● Materials provided
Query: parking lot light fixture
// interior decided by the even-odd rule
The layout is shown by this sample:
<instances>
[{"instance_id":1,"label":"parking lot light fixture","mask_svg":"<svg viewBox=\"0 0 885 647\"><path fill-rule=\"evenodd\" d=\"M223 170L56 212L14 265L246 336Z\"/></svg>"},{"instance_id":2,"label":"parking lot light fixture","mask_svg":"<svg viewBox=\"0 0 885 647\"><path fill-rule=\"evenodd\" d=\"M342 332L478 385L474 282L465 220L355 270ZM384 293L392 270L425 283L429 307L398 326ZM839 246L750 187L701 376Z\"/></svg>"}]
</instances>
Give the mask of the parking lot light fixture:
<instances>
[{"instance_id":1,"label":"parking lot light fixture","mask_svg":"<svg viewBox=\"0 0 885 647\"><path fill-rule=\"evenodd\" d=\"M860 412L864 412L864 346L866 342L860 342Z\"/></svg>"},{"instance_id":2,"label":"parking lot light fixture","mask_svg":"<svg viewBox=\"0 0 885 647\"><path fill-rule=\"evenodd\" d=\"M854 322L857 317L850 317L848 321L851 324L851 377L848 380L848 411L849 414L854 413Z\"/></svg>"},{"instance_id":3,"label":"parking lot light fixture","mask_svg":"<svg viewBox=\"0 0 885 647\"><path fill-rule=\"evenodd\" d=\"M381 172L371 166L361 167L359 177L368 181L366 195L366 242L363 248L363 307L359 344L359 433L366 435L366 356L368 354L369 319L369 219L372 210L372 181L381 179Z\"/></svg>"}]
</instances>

---

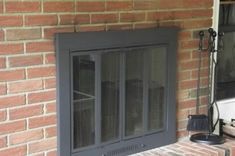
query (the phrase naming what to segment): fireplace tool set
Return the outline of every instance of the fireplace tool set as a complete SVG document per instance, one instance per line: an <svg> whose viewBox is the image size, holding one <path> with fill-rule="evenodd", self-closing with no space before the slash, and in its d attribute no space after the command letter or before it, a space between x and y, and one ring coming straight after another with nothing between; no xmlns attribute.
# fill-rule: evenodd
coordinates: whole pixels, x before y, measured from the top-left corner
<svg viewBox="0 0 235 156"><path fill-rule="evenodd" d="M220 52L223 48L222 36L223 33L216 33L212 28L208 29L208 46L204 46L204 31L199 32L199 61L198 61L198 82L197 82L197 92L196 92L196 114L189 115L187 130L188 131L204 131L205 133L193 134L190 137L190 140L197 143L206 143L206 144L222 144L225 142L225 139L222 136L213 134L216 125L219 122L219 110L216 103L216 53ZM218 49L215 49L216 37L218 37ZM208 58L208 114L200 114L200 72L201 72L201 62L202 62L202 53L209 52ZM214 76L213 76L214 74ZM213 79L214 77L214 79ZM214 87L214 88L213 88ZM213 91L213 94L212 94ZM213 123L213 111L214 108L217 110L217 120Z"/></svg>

● Stated problem
Report how many lines of the data above contain the string "before", counting case. Give only the number.

● Solution below
2